Please copy the Wellborn Manor news article below word for word, from the headline through the final quote.

▶ [PAGE TEXT]
------------------------------------------------------------
Residents dealing with din in Wellborn Manor

By J.Wes Yoder
Star Staff Writer
06-12-2003

Most people in the Wellborn Manor area who live in homes not built by Habitat for Humanity are tired of the traffic from this week’s Jimmy Carter Work Project.

Buck and Joyce Greenwood, however, observe it like a parade.

“I’ve never in my life seen anything like it,” said Greenwood, who arrived in the area in 1936, before electricity. He sat on his Front Street porch Wednesday, reading about the project in the newspaper while his wife at his side fanned herself with the coupon pages. “I never knew they had so many school buses.”

Residents on Parkwood Drive, Front Street and Wildman Road have seen the activity coming for more than a year. By Friday, they will have about 90 new neighbors in 35 new houses.

It has always been a quiet area — just outside Anniston’s city limits. This week, 2,800 volunteers are marching around carrying hammers.

But only a few residents have any complaint, other than about the convoys of trucks and school buses filing past carrying supplies and volunteers to the build site.

They know the traffic will taper off over the weekend, when the former president and his legions of volunteers leave.

“It’s gonna be a beautiful community,” Mrs. Greenwood said.
------------------------------------------------------------
▶ [PROVIDED MATERIAL]
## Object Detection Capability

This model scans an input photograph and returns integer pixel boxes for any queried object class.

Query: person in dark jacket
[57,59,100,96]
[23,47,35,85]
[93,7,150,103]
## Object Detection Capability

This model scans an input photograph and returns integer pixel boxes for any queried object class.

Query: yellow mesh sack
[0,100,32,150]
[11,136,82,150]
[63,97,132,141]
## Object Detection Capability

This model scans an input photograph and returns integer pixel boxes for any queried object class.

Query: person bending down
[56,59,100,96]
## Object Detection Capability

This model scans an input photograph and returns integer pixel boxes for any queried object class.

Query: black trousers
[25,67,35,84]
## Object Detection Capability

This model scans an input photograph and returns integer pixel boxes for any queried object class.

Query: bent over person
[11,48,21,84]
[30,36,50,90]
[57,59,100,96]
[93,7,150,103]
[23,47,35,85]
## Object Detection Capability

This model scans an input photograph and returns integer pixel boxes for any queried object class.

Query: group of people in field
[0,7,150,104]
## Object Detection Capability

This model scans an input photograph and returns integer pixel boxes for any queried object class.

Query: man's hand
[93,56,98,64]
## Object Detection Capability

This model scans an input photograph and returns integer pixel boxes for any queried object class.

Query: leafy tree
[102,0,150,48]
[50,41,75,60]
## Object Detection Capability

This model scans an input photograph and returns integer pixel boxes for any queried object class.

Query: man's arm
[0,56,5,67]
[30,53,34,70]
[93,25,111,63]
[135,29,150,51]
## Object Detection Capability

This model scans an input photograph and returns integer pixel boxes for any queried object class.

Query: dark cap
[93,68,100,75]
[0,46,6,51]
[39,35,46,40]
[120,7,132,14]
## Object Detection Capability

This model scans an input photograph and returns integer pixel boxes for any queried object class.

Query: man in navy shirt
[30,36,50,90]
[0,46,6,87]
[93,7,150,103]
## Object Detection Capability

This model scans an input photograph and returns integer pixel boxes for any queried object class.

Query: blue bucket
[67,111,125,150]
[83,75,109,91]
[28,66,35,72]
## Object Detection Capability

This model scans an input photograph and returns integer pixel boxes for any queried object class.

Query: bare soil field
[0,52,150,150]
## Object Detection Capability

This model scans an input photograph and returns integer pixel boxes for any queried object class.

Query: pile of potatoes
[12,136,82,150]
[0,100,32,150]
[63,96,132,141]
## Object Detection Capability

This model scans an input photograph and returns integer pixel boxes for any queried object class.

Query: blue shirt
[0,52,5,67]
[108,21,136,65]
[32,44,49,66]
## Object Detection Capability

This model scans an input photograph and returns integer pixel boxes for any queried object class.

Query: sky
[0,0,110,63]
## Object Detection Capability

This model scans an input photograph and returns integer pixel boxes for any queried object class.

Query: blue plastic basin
------------------------------------------------------------
▶ [RESPONSE TO THIS EXERCISE]
Residents dealing with din in Wellborn Manor

By J.Wes Yoder
Star Staff Writer
06-12-2003

Most people in the Wellborn Manor area who live in homes not built by Habitat for Humanity are tired of the traffic from this week’s Jimmy Carter Work Project.

Buck and Joyce Greenwood, however, observe it like a parade.

“I’ve never in my life seen anything like it,” said Greenwood, who arrived in the area in 1936, before electricity. He sat on his Front Street porch Wednesday, reading about the project in the newspaper while his wife at his side fanned herself with the coupon pages. “I never knew they had so many school buses.”

Residents on Parkwood Drive, Front Street and Wildman Road have seen the activity coming for more than a year. By Friday, they will have about 90 new neighbors in 35 new houses.

It has always been a quiet area — just outside Anniston’s city limits. This week, 2,800 volunteers are marching around carrying hammers.

But only a few residents have any complaint, other than about the convoys of trucks and school buses filing past carrying supplies and volunteers to the build site.

They know the traffic will taper off over the weekend, when the former president and his legions of volunteers leave.

“It’s gonna be a beautiful community,” Mrs. Greenwood said.